TASK STATEMENT >>
Rescale the part of the records that runs from the start through the line containing "POLYGON ((75 50, 71", reproducing only those lines, requests included. Multiply every coordinate in the answers by 0.3 and round to whole numbers, with halves rounded up, leaving all other numbers unchanged.

[Labeled shape records]
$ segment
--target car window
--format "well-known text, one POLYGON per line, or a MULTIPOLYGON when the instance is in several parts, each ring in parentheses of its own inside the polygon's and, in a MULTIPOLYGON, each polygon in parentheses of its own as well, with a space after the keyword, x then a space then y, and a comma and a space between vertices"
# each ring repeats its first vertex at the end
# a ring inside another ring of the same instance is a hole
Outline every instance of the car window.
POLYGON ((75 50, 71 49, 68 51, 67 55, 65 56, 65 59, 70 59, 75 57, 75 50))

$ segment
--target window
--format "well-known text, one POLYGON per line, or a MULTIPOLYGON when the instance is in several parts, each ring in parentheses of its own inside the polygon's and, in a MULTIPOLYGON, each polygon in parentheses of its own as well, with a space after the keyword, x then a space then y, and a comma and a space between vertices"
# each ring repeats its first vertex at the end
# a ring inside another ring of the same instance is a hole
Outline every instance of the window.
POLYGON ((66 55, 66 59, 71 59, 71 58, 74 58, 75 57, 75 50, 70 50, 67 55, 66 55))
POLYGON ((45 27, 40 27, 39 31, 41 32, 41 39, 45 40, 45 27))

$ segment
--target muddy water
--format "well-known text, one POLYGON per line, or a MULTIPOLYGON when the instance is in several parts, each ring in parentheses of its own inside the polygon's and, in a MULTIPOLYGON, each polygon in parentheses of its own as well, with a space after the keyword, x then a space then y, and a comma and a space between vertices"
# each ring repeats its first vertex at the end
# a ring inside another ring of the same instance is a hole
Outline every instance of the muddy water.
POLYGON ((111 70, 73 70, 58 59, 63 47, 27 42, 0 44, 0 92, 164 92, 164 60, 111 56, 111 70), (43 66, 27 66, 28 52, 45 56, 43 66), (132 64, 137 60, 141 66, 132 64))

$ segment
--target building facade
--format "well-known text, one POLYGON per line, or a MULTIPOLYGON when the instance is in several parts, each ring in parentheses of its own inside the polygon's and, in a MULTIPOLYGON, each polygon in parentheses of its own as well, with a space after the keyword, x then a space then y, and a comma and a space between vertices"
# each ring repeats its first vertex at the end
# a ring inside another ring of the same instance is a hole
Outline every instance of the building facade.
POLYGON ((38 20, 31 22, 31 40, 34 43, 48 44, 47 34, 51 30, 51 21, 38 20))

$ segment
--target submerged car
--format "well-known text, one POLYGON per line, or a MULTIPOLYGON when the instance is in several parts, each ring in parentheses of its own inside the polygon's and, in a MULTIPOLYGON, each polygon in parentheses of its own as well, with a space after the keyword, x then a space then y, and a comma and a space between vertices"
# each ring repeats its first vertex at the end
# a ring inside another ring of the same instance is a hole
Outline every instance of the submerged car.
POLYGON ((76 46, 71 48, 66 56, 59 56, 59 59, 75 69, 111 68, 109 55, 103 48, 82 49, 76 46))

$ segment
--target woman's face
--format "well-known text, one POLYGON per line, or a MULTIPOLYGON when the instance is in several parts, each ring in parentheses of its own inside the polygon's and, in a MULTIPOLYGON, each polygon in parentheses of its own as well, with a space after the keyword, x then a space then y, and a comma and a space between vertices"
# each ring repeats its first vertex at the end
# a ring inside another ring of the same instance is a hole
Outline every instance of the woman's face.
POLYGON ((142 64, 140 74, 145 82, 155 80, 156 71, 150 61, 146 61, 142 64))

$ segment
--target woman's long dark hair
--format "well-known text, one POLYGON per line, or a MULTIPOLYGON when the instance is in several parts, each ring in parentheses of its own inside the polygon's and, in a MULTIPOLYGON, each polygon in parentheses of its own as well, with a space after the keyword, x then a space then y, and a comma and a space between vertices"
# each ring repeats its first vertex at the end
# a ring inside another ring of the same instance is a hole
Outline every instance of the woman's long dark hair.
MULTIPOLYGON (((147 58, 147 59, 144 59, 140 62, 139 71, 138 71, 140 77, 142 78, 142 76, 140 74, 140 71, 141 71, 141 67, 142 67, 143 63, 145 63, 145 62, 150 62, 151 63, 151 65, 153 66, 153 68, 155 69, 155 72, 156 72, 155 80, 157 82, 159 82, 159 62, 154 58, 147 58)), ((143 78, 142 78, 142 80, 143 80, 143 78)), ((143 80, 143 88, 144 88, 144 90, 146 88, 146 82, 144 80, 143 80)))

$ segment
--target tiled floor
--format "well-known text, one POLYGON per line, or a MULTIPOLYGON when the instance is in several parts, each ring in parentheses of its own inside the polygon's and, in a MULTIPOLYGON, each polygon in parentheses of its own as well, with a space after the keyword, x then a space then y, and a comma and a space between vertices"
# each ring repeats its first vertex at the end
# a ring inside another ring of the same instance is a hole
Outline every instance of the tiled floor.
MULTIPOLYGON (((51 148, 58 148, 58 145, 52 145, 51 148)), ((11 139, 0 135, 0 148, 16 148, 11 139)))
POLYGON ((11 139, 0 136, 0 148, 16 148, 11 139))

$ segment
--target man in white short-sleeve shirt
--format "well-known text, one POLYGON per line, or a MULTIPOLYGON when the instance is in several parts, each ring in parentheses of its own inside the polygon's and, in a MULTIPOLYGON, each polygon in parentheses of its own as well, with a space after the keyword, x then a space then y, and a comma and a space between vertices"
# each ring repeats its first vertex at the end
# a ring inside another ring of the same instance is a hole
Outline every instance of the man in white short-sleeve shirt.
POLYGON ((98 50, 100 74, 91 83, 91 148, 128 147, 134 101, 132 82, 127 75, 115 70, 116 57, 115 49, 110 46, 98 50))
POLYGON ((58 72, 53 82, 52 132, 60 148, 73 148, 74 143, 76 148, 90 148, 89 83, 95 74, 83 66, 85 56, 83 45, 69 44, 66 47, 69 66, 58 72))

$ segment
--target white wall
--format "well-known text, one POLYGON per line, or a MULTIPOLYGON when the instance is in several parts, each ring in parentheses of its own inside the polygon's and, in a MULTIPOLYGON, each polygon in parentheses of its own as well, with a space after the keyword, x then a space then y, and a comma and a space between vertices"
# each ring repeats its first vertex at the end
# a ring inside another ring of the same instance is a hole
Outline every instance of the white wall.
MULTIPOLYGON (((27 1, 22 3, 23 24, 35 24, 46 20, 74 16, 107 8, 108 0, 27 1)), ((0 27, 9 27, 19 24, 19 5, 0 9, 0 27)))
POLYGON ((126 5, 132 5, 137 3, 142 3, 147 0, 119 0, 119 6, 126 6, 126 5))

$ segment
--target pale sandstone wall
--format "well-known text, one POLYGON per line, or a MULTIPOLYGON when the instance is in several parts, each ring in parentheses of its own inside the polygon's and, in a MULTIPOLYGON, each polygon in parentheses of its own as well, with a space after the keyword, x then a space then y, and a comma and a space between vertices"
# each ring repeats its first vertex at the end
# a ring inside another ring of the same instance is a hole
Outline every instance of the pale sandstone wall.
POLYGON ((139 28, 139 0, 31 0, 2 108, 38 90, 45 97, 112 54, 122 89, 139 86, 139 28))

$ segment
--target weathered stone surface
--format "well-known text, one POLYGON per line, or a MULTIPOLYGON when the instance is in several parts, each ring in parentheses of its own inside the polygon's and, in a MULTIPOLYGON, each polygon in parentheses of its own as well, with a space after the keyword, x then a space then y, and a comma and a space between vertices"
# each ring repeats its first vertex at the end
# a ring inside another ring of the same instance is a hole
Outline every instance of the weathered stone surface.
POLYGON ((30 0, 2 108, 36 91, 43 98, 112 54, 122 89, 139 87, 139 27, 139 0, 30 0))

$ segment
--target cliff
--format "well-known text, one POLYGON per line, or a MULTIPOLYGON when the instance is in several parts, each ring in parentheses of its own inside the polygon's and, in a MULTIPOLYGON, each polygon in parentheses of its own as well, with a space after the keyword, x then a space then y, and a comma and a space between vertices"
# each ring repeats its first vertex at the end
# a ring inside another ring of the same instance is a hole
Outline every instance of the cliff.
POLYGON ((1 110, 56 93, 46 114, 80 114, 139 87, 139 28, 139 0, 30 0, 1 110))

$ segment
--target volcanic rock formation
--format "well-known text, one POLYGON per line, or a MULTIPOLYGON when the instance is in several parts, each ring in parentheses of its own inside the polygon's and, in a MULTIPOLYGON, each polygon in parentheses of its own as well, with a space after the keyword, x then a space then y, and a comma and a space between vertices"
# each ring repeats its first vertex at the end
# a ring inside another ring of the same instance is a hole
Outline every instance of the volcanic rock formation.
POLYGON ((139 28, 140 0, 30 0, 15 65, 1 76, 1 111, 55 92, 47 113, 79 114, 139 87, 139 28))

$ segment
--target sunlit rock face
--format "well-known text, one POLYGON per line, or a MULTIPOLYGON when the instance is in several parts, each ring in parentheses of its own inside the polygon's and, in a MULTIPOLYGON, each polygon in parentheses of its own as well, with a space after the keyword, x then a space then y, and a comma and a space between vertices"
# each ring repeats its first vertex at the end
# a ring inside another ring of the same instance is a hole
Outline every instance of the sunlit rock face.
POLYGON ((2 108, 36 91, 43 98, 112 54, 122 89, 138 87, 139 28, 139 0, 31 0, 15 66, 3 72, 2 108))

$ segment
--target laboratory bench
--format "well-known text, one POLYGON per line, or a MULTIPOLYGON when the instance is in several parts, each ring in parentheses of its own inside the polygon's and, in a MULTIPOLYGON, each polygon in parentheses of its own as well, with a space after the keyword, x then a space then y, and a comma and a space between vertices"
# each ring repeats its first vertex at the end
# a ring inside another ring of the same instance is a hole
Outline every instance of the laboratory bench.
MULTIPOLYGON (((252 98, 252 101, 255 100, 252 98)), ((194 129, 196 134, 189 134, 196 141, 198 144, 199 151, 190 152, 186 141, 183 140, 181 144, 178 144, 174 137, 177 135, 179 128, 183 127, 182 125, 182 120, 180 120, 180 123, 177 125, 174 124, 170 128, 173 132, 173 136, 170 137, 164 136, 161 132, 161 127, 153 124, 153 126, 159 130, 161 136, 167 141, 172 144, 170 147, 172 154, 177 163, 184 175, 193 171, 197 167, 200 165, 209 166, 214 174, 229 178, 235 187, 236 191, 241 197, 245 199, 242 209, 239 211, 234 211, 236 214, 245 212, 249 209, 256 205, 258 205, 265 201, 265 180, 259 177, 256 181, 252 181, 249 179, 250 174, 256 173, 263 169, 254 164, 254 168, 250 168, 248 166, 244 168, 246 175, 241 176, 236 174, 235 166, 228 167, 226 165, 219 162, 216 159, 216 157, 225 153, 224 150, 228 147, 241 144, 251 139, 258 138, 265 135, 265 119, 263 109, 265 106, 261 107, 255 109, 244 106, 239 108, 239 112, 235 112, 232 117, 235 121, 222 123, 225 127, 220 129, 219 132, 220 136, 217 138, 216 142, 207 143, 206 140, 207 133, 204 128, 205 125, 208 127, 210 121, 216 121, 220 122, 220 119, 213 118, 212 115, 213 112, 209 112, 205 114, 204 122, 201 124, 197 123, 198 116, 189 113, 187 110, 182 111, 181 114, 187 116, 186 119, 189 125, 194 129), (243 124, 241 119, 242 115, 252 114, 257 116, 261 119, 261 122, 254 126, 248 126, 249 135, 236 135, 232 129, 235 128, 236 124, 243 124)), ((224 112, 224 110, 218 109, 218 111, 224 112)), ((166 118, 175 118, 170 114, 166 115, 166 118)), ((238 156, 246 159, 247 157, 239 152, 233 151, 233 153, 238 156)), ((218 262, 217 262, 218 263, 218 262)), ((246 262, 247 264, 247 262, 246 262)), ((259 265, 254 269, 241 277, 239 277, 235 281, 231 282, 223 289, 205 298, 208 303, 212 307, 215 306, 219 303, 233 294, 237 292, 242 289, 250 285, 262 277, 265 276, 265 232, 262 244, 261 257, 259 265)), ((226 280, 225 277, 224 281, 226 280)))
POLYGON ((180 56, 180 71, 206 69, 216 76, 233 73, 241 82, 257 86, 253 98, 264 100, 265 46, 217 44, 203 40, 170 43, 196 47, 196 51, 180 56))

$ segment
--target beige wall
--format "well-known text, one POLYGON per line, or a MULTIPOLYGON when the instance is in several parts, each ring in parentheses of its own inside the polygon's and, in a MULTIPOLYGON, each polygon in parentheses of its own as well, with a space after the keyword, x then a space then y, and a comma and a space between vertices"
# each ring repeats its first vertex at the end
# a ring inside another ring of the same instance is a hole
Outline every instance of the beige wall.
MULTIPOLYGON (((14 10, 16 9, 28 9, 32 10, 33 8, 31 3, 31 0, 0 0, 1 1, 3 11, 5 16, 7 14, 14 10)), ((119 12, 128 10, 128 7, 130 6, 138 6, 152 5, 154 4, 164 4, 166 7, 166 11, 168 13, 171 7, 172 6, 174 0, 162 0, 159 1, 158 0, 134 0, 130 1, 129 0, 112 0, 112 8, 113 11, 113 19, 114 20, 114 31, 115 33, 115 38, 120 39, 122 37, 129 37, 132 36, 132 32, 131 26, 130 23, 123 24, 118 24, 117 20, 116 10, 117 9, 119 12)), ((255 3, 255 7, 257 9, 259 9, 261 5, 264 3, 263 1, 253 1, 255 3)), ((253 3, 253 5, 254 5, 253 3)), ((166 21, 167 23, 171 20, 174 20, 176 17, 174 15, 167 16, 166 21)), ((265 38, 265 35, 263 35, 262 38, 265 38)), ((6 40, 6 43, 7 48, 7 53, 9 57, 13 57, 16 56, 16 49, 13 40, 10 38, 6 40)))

WRITTEN REPLY >>
$ segment
--target car window
--format "well-known text, one POLYGON per line, or a MULTIPOLYGON when the instance is in several parts, each ring in parentheses of its own inside the polygon's and, in a MULTIPOLYGON, each polygon in parentheses of its own as well, with a space after the keyword, x then a space then y, and a comma and a space between vertices"
# each ring repeats its first vertex at the end
# a ring inside another ring of the same instance is a hole
Outline every instance of the car window.
POLYGON ((23 15, 21 15, 20 15, 20 17, 20 17, 20 18, 21 18, 23 17, 23 15))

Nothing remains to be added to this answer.